■ **Selected excerpt**:
B.A. Furman University, M.A. University of Richmond, Ph.D. Tulane University

 

Contact info:  RT 1904 • (216) 687-3970 • m.souther@csuohio.edu

Office hours:  Mon. & Fri. 9:15-10:30 a.m., or by appointment

Web:  academic.csuohio.edu/souther_m

 

 

Tourism is one of the leading industries in the United States as well as an important leisure-time activity in which Americans engage the past and locate themselves in American society by viewing local and regional cultures that may differ from their own.  The impulse to travel has built or reshaped cities and towns as well as regions.

This course examines the role of tourism in American society and culture from the early nineteenth to the early twenty-first century.  It emphasizes how larger historical trends—the rise of the middle class, transportation innovations, westward expansion, the emergence of commercialized mass culture, industrialization, war and depression, to name but a few—shaped tourist attractions and how tourism molded local, regional, national, racial, and ethnic identities. We will examine Americans' motives for choosing various destinations—retreat and spiritual uplift, health and recreation, historical understanding, celebration and commemoration, multicultural exoticism, and entertainment.  We will also trace the development of numerous tourist destinations, including seaside and mountain resorts, national parks, natural springs, religious retreats, amusement parks and theme parks, battlefields, living history museums, preserved or reinvented historic sites, gambling and vice destinations, and urban entertainment districts.

In addition to reading response essays, a course project applies our understanding of how tours guide tourists on scripted paths in cities to developing historically grounded tour guides that interpret local history and the transformation of urban space in University Circle, one of Cleveland's leading tourist attractions.  Students will receive training and field experience in visualizing the past through the critical examination of historical images, as well as conducting and analyzing oral histories.  The course project—a partnership with University Circle Inc. and part of a larger collaboration between the Cleveland State University Department of History and Greater Cleveland Regional Transit Authority, Cleveland Public Art, and ideastream (WCPN public radio and WVIZ public television) to create a new sense of place along the new Euclid Corridor—will yield  oral histories and virtual tourist guidebooks combining images, sounds, and interpretive text that will ultimately shape University Circle signage and podcast tours as well as interactive history kiosks along the Euclid Corridor in the Circle. 

TEXTS

 

Rothman, Hal K.  Devil's Bargains: Tourism in the Twentieth-Century American West.  Lawrence:

University Press of Kansas, 1998.  Available from CSU Bookstore and online booksellers.

 

Souther, J. Mark.  New Orleans on Parade: Tourism and the Transformation of the Crescent City.  Baton

Rouge: Louisiana State University Press, 2006.  Available from CSU Bookstore, online booksellers,

and Electronic Course Reserve (ECR).

 

 Sterngass, Jon.  First Resorts: Pursuing Pleasure at Saratoga Springs, Newport, and Coney Island.

Baltimore: Johns Hopkins University Press, 2001.  Out of print but available from online booksellers and on ECR.

 

Weeks, Jim.  Gettysburg: Memory, Market, and an American Shrine.  Princeton: Princeton University

Press, 2003.  Available from CSU Bookstore and online booksellers.

 

Additional reading selections available on ECR.

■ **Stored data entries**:
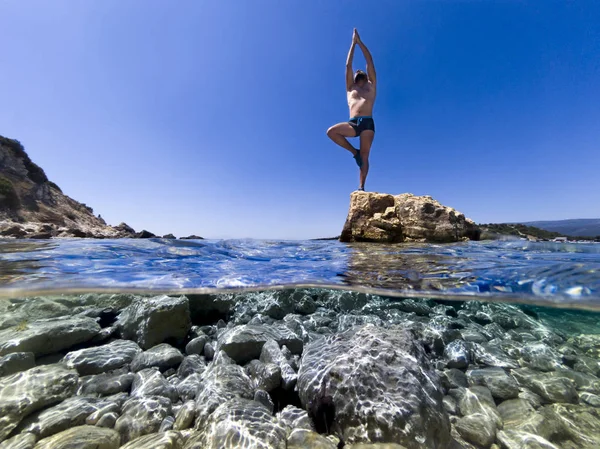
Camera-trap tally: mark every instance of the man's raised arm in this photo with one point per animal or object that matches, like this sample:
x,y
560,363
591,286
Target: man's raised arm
x,y
349,74
370,66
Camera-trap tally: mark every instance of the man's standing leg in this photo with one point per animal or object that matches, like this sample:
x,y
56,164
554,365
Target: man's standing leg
x,y
366,140
338,133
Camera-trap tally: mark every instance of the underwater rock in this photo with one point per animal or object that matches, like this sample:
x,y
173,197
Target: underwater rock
x,y
185,416
20,441
302,439
190,365
106,384
377,217
266,376
150,382
16,362
162,440
150,321
82,437
220,383
243,423
272,354
383,373
162,356
69,413
501,385
196,345
142,416
44,337
26,392
244,343
458,354
103,358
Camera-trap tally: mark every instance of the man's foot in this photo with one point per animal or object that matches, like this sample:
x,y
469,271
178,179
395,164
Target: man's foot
x,y
358,159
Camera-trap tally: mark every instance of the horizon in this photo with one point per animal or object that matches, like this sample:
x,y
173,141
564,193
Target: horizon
x,y
210,118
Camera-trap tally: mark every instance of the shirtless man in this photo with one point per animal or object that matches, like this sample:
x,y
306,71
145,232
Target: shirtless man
x,y
360,90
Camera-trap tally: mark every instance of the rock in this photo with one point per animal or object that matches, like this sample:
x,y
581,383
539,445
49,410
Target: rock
x,y
108,421
454,378
150,382
263,398
477,429
106,384
142,416
185,416
103,358
501,385
458,354
162,356
187,388
302,439
220,383
272,354
47,336
190,365
150,321
514,439
16,362
196,346
491,355
244,343
20,441
383,373
26,392
540,356
266,376
243,423
294,418
71,412
549,387
162,440
376,217
82,437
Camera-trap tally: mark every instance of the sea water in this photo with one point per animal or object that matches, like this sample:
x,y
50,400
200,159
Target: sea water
x,y
502,339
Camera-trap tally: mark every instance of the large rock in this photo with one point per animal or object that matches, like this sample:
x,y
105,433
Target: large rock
x,y
26,392
243,423
161,356
142,416
244,343
44,337
71,412
82,437
103,358
378,217
150,321
371,384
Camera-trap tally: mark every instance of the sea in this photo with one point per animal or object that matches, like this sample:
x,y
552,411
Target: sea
x,y
557,284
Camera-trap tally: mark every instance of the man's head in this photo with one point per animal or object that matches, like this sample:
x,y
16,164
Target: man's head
x,y
360,78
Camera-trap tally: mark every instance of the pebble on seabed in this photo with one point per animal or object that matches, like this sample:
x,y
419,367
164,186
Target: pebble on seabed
x,y
298,368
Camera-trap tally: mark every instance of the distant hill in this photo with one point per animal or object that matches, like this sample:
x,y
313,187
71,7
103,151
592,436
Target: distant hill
x,y
581,227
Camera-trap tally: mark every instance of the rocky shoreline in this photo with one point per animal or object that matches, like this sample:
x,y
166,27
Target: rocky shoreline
x,y
306,368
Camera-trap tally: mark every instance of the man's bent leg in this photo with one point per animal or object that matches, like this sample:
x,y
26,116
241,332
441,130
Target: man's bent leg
x,y
366,140
338,134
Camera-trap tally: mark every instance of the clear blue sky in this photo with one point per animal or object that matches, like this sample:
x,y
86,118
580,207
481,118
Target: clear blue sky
x,y
209,117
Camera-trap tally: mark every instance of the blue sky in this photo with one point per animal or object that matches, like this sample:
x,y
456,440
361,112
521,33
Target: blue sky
x,y
209,117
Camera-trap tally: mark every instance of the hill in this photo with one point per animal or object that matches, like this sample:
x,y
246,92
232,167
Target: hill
x,y
33,206
581,227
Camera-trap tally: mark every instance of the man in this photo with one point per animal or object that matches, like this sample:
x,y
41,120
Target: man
x,y
361,90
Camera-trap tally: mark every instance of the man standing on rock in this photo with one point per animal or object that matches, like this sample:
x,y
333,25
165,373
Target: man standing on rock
x,y
360,90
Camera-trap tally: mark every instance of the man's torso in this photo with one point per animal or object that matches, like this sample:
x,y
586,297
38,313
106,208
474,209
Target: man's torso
x,y
361,100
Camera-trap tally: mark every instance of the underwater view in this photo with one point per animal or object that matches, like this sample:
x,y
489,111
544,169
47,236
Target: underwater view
x,y
164,343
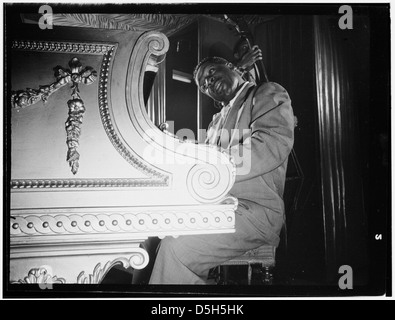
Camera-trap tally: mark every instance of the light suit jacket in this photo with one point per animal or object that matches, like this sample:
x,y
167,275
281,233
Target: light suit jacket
x,y
258,132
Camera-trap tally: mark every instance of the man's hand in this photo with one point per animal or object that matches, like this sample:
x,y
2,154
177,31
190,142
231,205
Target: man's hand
x,y
250,58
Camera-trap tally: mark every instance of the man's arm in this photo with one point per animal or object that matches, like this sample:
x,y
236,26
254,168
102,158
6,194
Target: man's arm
x,y
272,134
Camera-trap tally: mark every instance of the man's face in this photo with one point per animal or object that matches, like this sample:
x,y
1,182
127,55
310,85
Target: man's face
x,y
217,81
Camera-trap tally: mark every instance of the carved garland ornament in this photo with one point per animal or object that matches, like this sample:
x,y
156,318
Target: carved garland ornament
x,y
23,99
40,276
30,96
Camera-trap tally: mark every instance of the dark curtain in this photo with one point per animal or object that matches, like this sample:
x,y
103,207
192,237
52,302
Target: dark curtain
x,y
340,160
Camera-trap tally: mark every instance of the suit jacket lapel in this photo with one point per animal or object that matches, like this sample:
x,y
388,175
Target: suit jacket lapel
x,y
230,122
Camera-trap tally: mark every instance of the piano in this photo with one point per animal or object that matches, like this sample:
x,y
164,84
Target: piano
x,y
91,177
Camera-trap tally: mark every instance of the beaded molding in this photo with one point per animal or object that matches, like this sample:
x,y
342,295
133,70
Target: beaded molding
x,y
156,178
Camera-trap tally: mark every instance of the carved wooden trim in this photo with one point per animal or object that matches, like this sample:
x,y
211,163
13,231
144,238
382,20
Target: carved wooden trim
x,y
40,276
140,221
62,46
138,260
156,177
82,183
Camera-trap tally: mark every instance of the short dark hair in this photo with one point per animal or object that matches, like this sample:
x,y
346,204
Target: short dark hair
x,y
218,60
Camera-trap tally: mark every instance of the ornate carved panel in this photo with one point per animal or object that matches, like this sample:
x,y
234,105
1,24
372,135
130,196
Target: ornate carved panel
x,y
133,180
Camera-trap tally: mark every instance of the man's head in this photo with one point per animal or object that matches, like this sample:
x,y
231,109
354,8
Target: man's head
x,y
218,78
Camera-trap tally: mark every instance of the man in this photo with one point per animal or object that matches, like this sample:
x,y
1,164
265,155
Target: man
x,y
264,112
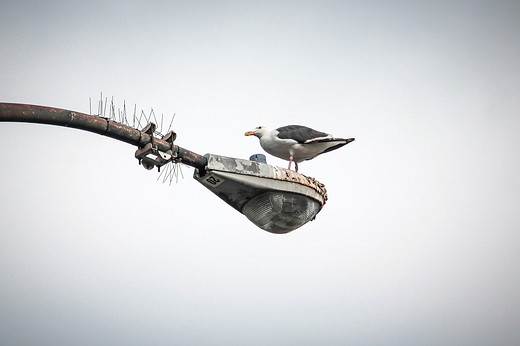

■ **Job 1**: According to the tourism course syllabus, which area's local history do the course project's tour guides interpret?
■ **Job 2**: From the tourism course syllabus, return everything from "Web:  academic.csuohio.edu/souther_m" down to "well as regions.".
■ **Job 3**: Resume the tourism course syllabus from the point at which it stops.

■ **Task output 1**: University Circle, one of Cleveland's leading tourist attractions.

■ **Task output 2**:
Web:  academic.csuohio.edu/souther_m

 

 

Tourism is one of the leading industries in the United States as well as an important leisure-time activity in which Americans engage the past and locate themselves in American society by viewing local and regional cultures that may differ from their own.  The impulse to travel has built or reshaped cities and towns as well as regions.

■ **Task output 3**:
ACTIVITIES

 

5 Reading Response Essays.  40%

At five points in the semester you will write an essay in response to a reading or set of readings.  Four of these are comparative essays in response to a set of readings by two authors who examine similar topics, while the fifth is an essay that identifies themes, methods, main arguments, and types of sources used to sustain those arguments in my book New Orleans on Parade.  Each essay must be no less than 900 words (3 pages at 300 words/page), prepared in 12 pt. Times New Roman font and double-spaced with 1" margins on all sides.  The point of this activity is to build your skill in identifying authors' most salient arguments and in drawing conclusions from a comparison of their arguments and approaches.  You will have an opportunity to replace your lowest grade among the five essays by taking the final exam.

 

         Response Essay 1.  8%

After reading Sterngass, First Resorts, chapter 4, and Weeks, Gettysburg, chapter 1, prepare an essay in which you consider two rather different motives for travel among the elite and the emerging middle class: sublime nature and the social whirl.  Specifically, you should comment on what you think are the most important aspects of what travelers expected to do in the 19th century and come to a conclusion about what these two reading selections tell us about how travel practices reflected the character of American society in that time.

 

Response Essay 2.  8%

After reading Rieser, "The Never-ending Vacation," and Rothman, Devil's Bargains, chapter 5, prepare an essay in which you discuss what Americans hoped to find in their travels to chautauquas, archaeological sites, and dude ranches.  Who went to these places, and what motivated them to seek such vacations?  What did locals or natives think about the influx of tourists?  Do you see any conflicts between the ideal and the reality of these places of leisure?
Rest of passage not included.